What you have to do
Find the line that contains "Outline every instance of the forest floor." and print it and every line after it, exactly, please.

·····

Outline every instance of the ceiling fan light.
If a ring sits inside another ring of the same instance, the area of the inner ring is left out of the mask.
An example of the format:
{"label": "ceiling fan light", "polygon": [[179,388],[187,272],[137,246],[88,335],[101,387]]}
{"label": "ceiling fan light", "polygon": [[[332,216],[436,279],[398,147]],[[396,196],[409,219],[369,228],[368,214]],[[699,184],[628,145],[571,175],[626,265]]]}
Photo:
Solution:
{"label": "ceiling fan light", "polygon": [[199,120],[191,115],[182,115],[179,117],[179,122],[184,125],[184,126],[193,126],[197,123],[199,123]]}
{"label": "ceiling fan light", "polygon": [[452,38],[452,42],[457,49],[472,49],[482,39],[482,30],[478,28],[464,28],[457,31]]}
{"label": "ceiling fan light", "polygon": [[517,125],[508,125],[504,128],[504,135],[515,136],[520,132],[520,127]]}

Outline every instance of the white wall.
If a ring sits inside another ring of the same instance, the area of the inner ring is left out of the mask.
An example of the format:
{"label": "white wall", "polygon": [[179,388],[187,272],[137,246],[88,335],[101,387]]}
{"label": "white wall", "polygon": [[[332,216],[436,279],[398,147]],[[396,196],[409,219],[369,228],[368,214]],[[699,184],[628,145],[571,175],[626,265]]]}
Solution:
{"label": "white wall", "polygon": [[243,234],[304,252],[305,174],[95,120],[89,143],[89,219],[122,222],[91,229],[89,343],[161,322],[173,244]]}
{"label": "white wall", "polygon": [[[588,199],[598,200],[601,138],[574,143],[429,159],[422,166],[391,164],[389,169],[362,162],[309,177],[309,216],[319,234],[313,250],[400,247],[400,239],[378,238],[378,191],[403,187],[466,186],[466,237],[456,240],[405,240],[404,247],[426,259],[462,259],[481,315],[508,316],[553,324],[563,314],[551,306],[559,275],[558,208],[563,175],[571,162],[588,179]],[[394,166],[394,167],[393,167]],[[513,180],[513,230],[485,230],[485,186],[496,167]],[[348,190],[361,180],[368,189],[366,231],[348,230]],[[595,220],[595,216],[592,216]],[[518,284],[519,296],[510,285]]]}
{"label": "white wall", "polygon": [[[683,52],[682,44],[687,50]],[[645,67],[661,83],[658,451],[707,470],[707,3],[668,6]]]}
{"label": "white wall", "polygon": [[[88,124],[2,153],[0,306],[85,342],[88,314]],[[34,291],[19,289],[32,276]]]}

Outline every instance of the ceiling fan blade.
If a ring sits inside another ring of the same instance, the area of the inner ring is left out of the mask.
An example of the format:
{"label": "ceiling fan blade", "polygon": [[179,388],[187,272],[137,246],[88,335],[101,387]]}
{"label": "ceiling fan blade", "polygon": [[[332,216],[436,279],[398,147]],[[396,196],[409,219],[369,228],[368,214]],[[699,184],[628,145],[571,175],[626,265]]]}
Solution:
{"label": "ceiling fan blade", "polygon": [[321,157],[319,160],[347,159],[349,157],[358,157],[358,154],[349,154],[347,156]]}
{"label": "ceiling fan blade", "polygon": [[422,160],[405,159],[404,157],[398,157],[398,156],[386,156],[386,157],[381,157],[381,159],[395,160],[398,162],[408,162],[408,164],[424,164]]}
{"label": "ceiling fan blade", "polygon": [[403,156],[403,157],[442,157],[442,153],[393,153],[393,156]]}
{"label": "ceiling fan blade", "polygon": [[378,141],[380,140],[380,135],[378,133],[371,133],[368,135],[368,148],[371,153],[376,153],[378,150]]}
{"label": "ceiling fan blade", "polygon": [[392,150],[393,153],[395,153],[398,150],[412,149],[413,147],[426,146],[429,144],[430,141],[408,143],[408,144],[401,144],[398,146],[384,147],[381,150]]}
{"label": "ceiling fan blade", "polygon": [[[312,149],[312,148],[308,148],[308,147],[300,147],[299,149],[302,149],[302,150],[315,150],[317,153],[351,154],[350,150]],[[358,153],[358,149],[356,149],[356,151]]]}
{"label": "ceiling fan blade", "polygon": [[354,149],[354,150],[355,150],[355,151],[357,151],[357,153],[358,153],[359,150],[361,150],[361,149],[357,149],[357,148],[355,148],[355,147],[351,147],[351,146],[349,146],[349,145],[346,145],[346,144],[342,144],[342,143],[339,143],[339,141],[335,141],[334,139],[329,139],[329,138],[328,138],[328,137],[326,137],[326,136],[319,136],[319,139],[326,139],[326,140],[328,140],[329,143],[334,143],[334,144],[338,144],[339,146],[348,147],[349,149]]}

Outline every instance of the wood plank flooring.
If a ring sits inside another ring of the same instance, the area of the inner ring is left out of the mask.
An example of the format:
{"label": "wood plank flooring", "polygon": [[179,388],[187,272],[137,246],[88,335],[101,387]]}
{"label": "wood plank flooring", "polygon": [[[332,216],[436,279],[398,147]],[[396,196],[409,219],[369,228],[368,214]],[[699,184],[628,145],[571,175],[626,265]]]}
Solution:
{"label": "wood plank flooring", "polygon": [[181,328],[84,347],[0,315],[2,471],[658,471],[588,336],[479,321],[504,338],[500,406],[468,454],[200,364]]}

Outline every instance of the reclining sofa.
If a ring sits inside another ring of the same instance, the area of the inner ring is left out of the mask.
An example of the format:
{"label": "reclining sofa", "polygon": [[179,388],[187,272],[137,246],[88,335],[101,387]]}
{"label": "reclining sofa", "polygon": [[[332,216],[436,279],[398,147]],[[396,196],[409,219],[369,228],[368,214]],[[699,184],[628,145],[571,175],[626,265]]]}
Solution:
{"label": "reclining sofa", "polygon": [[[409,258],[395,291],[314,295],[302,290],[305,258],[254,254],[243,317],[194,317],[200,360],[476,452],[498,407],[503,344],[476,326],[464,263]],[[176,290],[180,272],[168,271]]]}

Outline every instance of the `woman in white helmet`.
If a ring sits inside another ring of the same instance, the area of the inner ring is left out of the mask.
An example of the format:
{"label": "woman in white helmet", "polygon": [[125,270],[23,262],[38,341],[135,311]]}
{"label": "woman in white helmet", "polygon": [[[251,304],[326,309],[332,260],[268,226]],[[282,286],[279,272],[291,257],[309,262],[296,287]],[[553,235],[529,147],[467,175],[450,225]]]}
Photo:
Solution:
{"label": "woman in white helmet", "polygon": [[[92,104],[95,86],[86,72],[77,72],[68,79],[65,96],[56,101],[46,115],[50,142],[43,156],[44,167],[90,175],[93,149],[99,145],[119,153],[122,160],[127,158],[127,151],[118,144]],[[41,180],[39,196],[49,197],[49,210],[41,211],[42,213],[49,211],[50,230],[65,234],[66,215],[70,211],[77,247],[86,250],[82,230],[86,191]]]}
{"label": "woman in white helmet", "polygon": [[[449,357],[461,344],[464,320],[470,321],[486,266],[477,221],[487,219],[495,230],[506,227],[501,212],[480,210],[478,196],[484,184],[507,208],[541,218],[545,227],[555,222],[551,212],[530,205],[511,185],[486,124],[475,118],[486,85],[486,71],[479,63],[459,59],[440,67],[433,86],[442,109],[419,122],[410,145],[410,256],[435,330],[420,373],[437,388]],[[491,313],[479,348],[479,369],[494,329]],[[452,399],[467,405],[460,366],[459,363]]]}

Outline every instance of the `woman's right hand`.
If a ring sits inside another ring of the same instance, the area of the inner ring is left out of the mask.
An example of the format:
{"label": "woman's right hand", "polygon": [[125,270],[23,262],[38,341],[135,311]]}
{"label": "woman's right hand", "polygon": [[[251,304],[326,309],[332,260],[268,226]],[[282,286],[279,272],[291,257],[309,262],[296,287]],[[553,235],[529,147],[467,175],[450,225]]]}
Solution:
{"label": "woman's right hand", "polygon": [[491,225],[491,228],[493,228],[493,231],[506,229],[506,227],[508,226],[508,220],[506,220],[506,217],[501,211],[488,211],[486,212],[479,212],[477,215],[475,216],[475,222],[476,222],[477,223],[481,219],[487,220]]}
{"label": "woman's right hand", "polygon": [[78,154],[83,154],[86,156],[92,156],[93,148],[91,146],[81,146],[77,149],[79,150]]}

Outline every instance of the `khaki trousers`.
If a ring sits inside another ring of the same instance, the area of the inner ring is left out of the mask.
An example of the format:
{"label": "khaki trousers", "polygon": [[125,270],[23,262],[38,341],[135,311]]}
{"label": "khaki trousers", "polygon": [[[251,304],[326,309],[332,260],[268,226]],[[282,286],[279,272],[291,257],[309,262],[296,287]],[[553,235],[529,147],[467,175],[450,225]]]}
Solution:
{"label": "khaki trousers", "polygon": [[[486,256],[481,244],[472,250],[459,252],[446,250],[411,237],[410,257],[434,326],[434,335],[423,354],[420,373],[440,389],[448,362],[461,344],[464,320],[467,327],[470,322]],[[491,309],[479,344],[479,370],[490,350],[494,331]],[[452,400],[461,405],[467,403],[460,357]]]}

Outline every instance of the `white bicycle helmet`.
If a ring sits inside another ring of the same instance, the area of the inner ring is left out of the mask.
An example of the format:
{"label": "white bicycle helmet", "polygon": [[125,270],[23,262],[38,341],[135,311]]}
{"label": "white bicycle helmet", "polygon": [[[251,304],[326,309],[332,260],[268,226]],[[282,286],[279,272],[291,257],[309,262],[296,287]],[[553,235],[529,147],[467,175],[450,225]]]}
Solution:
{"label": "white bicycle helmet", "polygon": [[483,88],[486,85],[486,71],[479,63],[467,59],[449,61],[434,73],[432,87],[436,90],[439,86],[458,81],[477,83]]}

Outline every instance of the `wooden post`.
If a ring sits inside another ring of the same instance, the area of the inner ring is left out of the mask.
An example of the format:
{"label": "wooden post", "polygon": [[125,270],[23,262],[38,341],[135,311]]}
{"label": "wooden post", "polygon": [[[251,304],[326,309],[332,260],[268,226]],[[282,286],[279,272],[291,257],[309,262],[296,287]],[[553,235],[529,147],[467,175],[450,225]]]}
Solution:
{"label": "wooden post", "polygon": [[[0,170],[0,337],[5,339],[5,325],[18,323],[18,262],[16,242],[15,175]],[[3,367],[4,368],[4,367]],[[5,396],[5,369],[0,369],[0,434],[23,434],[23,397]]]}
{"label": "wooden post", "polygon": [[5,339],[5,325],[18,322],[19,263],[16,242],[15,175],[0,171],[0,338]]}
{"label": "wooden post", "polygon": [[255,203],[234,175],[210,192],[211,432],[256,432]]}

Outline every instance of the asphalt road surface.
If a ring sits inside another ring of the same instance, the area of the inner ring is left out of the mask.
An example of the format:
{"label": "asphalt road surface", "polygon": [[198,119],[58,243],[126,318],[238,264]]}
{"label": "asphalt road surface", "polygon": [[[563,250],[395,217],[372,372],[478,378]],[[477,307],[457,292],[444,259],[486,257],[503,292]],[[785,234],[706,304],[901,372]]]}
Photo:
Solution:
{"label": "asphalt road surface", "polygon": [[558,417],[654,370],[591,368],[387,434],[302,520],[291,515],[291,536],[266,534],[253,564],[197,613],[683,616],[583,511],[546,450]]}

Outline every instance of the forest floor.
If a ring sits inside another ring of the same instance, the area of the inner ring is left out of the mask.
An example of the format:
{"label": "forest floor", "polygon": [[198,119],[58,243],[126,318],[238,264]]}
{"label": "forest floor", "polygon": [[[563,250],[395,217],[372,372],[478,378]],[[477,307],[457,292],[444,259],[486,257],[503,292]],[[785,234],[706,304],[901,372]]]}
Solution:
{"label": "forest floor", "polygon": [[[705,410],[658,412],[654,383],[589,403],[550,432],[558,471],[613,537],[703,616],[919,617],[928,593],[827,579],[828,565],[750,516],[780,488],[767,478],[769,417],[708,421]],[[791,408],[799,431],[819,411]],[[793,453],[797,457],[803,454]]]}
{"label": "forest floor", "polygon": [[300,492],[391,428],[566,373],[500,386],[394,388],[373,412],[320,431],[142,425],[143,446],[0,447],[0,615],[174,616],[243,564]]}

·····

Written answer
Outline every instance of the forest floor.
If a ring sits inside another ring of the same instance, the area of the inner ring is left out of the mask.
An example of the format:
{"label": "forest floor", "polygon": [[198,119],[58,243],[126,318],[238,264]]}
{"label": "forest floor", "polygon": [[[563,250],[395,217],[372,372],[478,378]],[[477,307],[457,292],[444,259],[486,257],[503,292]],[[785,234],[706,304],[901,372]]]}
Solution:
{"label": "forest floor", "polygon": [[[705,410],[658,412],[654,383],[589,403],[550,432],[558,471],[613,537],[703,616],[919,617],[928,593],[827,579],[828,565],[750,516],[780,488],[767,478],[769,417],[708,421]],[[791,408],[799,431],[819,411]],[[793,453],[797,457],[803,454]]]}
{"label": "forest floor", "polygon": [[300,492],[391,428],[566,373],[500,386],[394,388],[373,412],[320,431],[142,425],[143,446],[0,447],[0,615],[174,616],[243,564]]}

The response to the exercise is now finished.